▸ **Set exercise**:
The required result is the exact run of lines beginning at the one containing "[point] every instance of the red" and ending at the last line of the entries.

▸ **Input rows**:
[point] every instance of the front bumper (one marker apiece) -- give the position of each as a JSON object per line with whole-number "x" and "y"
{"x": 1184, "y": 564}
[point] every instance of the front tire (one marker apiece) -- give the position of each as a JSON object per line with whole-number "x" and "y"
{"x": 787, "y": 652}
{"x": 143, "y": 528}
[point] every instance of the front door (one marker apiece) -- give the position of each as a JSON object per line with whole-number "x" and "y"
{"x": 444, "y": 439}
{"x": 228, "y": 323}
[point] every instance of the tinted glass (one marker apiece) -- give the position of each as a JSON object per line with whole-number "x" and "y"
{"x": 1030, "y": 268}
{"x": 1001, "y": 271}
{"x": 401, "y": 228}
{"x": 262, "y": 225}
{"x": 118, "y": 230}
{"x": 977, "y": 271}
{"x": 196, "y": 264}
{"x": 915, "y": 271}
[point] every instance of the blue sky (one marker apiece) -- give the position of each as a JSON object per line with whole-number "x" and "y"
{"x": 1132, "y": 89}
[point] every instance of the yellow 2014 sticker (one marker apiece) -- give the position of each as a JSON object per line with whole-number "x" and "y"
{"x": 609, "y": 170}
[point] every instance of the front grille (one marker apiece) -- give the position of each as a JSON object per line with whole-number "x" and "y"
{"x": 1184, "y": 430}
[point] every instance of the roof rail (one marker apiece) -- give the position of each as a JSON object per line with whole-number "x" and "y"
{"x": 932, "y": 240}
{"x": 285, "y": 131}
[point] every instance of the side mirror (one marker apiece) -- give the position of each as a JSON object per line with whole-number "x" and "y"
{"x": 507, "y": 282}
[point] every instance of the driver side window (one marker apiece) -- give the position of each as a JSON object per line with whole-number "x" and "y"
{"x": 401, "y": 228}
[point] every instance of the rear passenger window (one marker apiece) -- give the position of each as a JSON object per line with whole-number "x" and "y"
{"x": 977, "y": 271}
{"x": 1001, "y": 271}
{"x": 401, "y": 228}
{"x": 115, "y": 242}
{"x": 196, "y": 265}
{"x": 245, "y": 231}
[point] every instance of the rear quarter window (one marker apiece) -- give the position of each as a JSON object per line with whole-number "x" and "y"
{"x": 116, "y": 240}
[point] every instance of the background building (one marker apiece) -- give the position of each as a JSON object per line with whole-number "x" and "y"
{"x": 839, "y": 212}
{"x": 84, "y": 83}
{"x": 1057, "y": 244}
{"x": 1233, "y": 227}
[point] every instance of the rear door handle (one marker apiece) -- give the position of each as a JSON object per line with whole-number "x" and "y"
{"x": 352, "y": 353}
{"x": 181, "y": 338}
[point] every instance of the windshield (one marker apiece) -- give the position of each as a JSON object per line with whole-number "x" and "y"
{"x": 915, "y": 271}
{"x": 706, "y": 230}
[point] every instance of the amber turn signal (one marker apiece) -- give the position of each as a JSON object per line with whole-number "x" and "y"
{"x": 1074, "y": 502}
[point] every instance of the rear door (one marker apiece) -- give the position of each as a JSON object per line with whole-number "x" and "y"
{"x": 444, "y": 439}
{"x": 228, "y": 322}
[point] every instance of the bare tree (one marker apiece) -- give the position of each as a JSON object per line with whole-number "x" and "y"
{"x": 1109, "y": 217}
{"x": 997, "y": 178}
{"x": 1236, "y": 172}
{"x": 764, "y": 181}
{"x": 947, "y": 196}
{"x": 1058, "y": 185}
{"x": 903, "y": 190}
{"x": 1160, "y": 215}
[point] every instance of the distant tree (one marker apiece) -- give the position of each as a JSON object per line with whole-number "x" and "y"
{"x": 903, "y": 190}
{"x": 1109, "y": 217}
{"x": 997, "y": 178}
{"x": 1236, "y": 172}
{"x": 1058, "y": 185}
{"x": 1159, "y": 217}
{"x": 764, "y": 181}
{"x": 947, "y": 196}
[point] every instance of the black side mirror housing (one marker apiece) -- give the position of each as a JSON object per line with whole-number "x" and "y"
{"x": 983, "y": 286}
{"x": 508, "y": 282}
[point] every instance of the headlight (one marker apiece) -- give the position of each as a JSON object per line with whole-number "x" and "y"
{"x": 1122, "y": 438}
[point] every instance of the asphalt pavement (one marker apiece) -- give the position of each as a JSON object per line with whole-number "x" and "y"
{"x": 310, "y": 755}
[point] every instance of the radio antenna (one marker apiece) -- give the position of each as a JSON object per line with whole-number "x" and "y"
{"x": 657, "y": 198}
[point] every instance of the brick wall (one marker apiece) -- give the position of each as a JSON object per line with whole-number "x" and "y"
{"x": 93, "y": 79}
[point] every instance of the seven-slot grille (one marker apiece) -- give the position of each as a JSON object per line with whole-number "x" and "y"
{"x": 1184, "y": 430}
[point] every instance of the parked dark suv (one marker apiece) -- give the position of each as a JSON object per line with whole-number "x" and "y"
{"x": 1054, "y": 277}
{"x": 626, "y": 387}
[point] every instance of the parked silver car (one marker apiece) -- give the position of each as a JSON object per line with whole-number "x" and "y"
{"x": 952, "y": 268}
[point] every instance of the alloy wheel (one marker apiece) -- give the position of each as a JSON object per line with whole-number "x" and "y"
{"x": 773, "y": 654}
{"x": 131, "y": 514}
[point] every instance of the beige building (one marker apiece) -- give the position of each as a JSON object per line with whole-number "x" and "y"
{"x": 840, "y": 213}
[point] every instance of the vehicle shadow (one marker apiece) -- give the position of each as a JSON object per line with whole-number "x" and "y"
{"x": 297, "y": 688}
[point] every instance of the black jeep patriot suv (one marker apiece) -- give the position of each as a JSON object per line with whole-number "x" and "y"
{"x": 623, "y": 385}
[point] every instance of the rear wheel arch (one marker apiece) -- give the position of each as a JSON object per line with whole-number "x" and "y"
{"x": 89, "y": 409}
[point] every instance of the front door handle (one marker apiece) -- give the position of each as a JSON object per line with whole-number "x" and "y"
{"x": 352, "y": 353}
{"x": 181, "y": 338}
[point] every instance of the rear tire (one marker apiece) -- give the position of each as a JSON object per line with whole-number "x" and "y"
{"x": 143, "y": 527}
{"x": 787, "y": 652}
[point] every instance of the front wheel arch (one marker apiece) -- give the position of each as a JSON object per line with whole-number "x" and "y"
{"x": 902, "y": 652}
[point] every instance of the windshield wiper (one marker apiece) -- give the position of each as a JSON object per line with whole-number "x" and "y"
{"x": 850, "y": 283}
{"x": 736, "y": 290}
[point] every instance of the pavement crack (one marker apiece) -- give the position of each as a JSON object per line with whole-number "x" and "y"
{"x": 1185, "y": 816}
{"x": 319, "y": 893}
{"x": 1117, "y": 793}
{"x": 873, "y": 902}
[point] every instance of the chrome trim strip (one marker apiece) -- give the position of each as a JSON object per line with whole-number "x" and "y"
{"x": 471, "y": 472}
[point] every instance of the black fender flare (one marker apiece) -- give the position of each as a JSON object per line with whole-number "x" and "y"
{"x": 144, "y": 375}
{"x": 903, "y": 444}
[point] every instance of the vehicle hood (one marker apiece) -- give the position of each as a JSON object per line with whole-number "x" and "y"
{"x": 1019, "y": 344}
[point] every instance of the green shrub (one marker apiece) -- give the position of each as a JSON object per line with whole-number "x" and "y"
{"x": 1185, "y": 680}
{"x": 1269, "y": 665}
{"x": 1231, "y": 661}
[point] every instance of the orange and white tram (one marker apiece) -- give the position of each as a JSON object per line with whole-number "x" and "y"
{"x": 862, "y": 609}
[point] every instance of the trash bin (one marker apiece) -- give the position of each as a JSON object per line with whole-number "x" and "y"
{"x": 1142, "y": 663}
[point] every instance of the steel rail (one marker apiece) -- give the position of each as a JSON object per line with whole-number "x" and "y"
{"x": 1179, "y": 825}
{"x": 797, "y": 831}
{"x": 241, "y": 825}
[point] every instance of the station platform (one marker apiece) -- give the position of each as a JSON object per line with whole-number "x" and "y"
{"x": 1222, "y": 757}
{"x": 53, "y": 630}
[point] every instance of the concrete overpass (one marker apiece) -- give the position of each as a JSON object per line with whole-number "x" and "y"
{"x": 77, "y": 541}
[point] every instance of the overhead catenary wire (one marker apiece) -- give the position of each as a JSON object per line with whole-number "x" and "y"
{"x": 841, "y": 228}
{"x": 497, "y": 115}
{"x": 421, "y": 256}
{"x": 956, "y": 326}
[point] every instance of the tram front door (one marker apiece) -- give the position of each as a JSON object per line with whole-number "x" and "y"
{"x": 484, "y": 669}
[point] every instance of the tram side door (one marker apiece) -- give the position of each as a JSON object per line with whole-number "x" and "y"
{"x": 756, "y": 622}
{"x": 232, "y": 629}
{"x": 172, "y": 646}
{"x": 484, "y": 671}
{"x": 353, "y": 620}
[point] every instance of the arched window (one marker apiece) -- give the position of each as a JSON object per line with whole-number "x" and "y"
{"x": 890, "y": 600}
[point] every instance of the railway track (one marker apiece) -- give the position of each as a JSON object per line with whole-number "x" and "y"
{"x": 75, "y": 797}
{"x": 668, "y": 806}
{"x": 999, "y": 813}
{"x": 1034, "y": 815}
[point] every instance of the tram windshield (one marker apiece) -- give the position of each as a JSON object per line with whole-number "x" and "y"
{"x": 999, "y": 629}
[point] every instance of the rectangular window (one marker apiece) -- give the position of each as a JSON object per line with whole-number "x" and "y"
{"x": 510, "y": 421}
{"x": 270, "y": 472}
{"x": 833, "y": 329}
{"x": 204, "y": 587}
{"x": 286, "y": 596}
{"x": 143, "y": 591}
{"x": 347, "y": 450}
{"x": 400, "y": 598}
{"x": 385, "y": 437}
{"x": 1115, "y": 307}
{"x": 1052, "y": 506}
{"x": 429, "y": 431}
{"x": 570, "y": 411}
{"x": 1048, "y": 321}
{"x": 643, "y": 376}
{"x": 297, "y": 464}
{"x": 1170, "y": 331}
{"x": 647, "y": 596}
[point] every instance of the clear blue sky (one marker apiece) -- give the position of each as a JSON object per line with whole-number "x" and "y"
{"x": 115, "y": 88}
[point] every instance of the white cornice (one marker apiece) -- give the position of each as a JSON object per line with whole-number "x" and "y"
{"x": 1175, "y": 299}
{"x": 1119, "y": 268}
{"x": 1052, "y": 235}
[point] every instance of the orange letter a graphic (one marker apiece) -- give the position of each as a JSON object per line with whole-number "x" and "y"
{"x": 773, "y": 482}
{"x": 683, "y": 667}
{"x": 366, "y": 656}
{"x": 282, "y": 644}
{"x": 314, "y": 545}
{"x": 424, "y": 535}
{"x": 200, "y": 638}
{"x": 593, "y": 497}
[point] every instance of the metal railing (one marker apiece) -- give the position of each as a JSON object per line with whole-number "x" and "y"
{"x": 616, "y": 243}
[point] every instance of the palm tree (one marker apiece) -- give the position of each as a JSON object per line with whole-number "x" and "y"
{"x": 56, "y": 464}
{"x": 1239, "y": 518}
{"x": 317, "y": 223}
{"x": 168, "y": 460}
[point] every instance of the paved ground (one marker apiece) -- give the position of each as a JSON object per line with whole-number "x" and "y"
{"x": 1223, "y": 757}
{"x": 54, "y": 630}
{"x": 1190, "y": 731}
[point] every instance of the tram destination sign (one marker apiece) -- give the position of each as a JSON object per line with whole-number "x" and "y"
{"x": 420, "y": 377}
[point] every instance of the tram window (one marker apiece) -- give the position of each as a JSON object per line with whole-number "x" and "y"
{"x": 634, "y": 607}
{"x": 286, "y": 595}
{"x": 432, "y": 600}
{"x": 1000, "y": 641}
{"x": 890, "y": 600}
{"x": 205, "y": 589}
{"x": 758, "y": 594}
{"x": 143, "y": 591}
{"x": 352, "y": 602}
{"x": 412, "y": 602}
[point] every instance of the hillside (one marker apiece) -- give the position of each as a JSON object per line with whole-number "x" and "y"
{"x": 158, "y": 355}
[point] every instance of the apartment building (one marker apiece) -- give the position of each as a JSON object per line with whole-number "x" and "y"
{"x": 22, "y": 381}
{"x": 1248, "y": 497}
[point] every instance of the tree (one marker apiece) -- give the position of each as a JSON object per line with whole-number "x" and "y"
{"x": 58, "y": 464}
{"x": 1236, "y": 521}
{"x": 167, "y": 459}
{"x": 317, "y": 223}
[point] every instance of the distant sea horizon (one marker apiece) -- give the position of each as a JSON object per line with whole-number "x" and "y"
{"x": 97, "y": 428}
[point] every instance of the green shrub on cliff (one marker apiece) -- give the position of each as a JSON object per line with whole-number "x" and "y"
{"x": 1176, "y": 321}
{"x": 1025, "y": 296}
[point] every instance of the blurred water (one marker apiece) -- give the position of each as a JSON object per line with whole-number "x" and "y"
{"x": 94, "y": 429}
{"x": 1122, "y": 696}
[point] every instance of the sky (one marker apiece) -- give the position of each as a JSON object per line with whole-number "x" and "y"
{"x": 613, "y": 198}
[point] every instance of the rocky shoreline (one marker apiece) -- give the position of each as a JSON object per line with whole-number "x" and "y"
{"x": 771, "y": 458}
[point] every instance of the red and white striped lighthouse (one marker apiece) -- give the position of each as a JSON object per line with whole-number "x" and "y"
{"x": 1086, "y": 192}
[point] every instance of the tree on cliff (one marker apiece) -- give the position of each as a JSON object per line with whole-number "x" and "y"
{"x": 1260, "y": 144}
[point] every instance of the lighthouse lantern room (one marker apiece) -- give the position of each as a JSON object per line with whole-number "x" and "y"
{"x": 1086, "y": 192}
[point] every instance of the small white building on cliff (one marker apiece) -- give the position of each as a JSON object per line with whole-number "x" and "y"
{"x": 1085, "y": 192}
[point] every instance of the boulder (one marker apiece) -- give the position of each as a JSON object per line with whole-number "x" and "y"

▸ **The output**:
[point] every instance of the red and white striped lighthouse (one marker apiece) -- give the position of each as a JSON object per line with whole-number "x" and "y"
{"x": 1086, "y": 192}
[point] every instance of the tree on cliff (one marker apiece) -- give the position of each as a JSON object per line with whole-number "x" and "y"
{"x": 1260, "y": 144}
[point] every instance of the lighthouse lantern room (one marker apiece) -- give the position of each as a JSON object per line with whole-number "x" and "y"
{"x": 1086, "y": 192}
[point] every instance of the small white building on cliff (one marker apiece) -- give the position of each as a JSON object per line with whole-number "x" and "y"
{"x": 1085, "y": 192}
[point] every instance of the boulder (one marker apiece) -- give the position of each as a JSON object per line with whole-number "x" and "y"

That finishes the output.